* _PROBLEM STATEMENT_
Reproduce the entire listing exactly as written, apart from its pictures.

* _EXTRACTED MATERIAL_
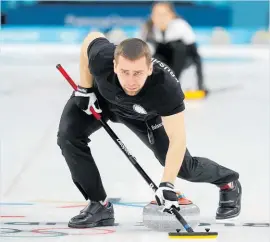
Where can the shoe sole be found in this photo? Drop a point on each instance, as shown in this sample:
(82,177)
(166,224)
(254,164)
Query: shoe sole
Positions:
(102,223)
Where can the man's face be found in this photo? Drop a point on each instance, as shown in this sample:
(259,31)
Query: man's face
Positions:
(132,74)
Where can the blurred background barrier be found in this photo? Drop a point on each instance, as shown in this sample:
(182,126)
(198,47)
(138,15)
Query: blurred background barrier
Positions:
(215,23)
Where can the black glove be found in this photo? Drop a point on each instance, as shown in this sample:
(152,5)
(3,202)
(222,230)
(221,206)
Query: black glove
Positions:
(86,98)
(167,197)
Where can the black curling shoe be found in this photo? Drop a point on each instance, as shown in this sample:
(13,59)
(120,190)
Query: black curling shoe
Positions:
(229,202)
(94,215)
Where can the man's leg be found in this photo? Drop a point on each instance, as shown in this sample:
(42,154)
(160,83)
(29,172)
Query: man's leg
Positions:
(73,137)
(195,169)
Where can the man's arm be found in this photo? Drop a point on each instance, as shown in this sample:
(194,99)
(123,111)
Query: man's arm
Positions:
(86,79)
(175,129)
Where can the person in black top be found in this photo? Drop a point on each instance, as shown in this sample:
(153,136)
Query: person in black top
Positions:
(126,85)
(173,41)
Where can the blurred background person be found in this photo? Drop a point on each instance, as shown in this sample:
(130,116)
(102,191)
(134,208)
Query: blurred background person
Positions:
(173,41)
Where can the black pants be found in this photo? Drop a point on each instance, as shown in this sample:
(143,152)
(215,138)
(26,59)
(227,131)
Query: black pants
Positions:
(73,138)
(179,57)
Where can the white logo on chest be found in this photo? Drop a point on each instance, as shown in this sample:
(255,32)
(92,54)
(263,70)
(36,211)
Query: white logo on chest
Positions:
(139,109)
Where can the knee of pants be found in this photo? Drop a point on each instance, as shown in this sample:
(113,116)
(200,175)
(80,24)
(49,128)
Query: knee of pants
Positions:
(65,140)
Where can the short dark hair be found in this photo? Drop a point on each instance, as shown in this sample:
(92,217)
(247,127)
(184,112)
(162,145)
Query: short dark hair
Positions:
(133,49)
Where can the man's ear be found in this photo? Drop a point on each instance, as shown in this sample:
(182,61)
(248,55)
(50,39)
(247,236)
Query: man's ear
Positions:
(114,66)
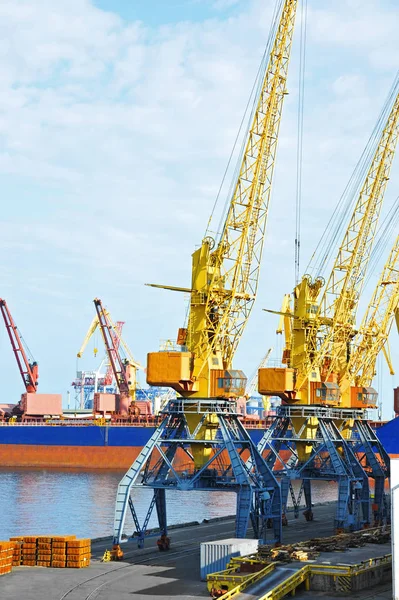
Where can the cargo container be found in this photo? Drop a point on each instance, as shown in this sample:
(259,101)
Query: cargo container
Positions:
(214,556)
(39,405)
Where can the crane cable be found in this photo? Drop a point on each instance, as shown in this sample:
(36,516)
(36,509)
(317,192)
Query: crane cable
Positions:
(340,215)
(299,158)
(385,232)
(252,97)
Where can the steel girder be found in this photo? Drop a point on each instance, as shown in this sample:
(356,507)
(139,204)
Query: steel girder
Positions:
(234,465)
(333,455)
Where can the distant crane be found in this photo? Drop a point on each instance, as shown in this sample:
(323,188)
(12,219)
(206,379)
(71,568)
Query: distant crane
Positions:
(252,386)
(124,370)
(89,382)
(28,368)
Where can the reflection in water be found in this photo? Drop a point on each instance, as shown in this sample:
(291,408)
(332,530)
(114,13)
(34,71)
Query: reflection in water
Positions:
(82,502)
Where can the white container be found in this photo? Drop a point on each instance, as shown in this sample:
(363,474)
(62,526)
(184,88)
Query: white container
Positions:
(214,556)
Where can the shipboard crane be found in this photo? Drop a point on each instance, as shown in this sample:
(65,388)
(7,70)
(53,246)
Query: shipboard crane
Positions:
(203,422)
(225,274)
(28,368)
(116,334)
(124,370)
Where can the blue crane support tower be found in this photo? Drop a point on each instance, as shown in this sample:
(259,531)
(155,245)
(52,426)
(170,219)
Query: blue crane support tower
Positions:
(166,464)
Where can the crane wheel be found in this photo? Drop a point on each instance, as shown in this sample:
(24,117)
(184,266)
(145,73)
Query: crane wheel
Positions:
(116,552)
(163,543)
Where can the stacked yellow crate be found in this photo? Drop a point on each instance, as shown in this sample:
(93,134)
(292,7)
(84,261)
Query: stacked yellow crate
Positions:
(29,548)
(59,548)
(6,555)
(17,554)
(78,553)
(44,544)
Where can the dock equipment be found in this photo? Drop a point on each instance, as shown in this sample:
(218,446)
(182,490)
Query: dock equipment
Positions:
(329,364)
(124,370)
(88,383)
(201,444)
(28,367)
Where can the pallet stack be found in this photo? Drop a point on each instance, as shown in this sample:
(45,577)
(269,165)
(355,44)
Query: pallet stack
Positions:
(6,557)
(17,554)
(50,551)
(43,551)
(29,547)
(59,550)
(78,553)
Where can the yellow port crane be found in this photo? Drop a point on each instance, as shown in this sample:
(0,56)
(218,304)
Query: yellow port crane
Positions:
(373,334)
(225,274)
(318,341)
(202,422)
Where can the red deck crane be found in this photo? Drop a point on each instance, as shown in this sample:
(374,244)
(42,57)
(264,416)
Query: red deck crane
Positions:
(29,370)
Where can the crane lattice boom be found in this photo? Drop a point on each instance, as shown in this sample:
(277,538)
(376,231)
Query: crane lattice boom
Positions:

* _ANSWER BOX_
Where can the shoe sole be found in this photo? Drop a point on each instance, as shown in this sample:
(82,177)
(166,224)
(254,164)
Query: shoe sole
Positions:
(102,223)
Where can the man's face be found in this photo? Drop a point on each instance, as shown in this sample:
(259,31)
Query: man's face
Positions:
(132,74)
Where can the blurred background barrier be found in this photo? Drop a point on each instance, as shown in this sample:
(182,126)
(198,47)
(138,15)
Query: blurred background barrier
Positions:
(215,23)
Where can the black glove be found in this photo? Drop a point on each instance, as shown in this sample:
(152,5)
(3,202)
(222,230)
(221,206)
Query: black glove
Positions:
(86,98)
(167,197)
Where can the black curling shoe be found in this photo? Drop a point on each instance, as shown in this sample:
(13,59)
(120,190)
Query: black curling shoe
Positions:
(229,202)
(94,215)
Where can the man's leg be found in this photo? Drop a point on each instance, as shown in this sample:
(42,154)
(160,83)
(29,172)
Query: man's leg
Positions:
(73,137)
(195,169)
Where can the man's arm be found in this photo? Drop a point on each instance, as shown in this sample:
(194,99)
(123,111)
Query: man's arm
Positions:
(86,79)
(175,129)
Where can the person in black top be found in this photo? Drop a point on each instance, as shown in this sample:
(153,136)
Query: person in black top
Positions:
(126,85)
(173,41)
Where can the blurred background person be found in this photo? Drop a point on each instance, as shown in this sample:
(130,116)
(102,191)
(134,208)
Query: blurred background person
Positions:
(173,41)
Where can the black pants be found in this photo? Drop a point on each instance, as shown in this sample:
(143,152)
(215,138)
(26,59)
(227,131)
Query: black pants
Positions:
(73,138)
(179,57)
Where can the white logo on chest be found in this photo? Drop a point on each instance, as shown in this sample:
(255,32)
(92,54)
(263,70)
(36,211)
Query: white logo on chest
Positions:
(139,109)
Where can the knee of pants be found in this photo? Drop a point on each instance, as shown in this sample:
(113,116)
(200,175)
(80,24)
(49,128)
Query: knee of pants
Positions:
(65,140)
Where can the short dark hair be found in this photo? Drop a point on each instance, as shown in this sample:
(92,217)
(247,127)
(184,112)
(162,145)
Query: short dark hair
Positions:
(133,49)
Where can the man's ear be found in this photo? Drop a point on each instance, as shown in this sample:
(182,61)
(248,55)
(50,39)
(247,236)
Query: man's ear
Positions:
(114,66)
Where can the cargo container be found in this photo? Drop a point on each instance, as shown in this sample:
(259,101)
Query: cargo container
Positions:
(214,556)
(39,405)
Where can the crane cable be found in this photo? Drop a point on each instance, as shown in this sample:
(36,516)
(36,509)
(317,192)
Query: crane cable
Positions:
(340,215)
(299,158)
(385,232)
(252,97)
Where can the steel girder be found in this photo? Drop a point on each instance, as shown in this sample:
(356,507)
(139,204)
Query: steel girder
Positions:
(234,465)
(333,455)
Where can the distant crane be found in this photo? Drop a point on each instance, as shown in this sample:
(323,188)
(12,219)
(206,379)
(71,568)
Query: distant crane
Positions:
(252,386)
(124,370)
(89,382)
(28,368)
Where can the reflection in water be found in this photo? Drop a point on each instance, as shown in this sample:
(291,408)
(332,530)
(114,13)
(34,71)
Query: reflection in water
Positions:
(82,502)
Where can the white container be found in this photo? Drop a point on each instance, as shown in this sample:
(363,474)
(62,526)
(184,88)
Query: white container
Positions:
(214,556)
Where can the shipboard crane be found in this photo? Drop a point on each instance, as shown in this sample:
(65,388)
(7,70)
(53,246)
Query: shipboard crane
Positions:
(203,422)
(225,274)
(28,368)
(116,334)
(124,370)
Where can the blue crane support tower be found in this photo? Drop a point on each instance, as shown in this sample:
(259,531)
(155,245)
(52,426)
(170,219)
Query: blue crane support tower
Positions:
(166,464)
Where can the crane wheel be found in this photo? Drop a point on each instance, as shown in this sample:
(24,117)
(184,266)
(145,73)
Query: crane wheel
Positions:
(116,552)
(163,543)
Where can the stacked yellow crate be found in this photo? Drop a point on each instance, as shown in this sample:
(93,134)
(292,7)
(84,261)
Query: stacked yellow crate
Positions:
(29,548)
(59,548)
(6,555)
(17,554)
(78,553)
(44,544)
Where can the dock equipment be found in this photo? Drop a point on each instance, as shown in this sample:
(218,446)
(182,490)
Query: dock equipment
Positions:
(329,364)
(124,370)
(88,383)
(201,444)
(28,367)
Where can the pallet stack be found in this photo? Drop a point on each instance, as shown in this sample:
(45,577)
(269,165)
(355,44)
Query: pallet stack
Positions:
(6,557)
(17,554)
(50,551)
(43,551)
(29,547)
(59,550)
(78,553)
Where can the yellow port crane be found in this photo? Drop a point on each instance, as shown in this sample:
(0,56)
(218,304)
Query: yellow port crane
Positions:
(373,334)
(225,274)
(318,341)
(202,422)
Where can the red deck crane be found in this photo? Drop a point on each instance, as shown in this sample:
(374,244)
(42,57)
(264,416)
Query: red deck crane
Positions:
(29,370)
Where can the crane lattice boom be found in this photo? Drop a point on each instance, as shown in this sample:
(277,538)
(376,231)
Query: crane lattice boom
Positions:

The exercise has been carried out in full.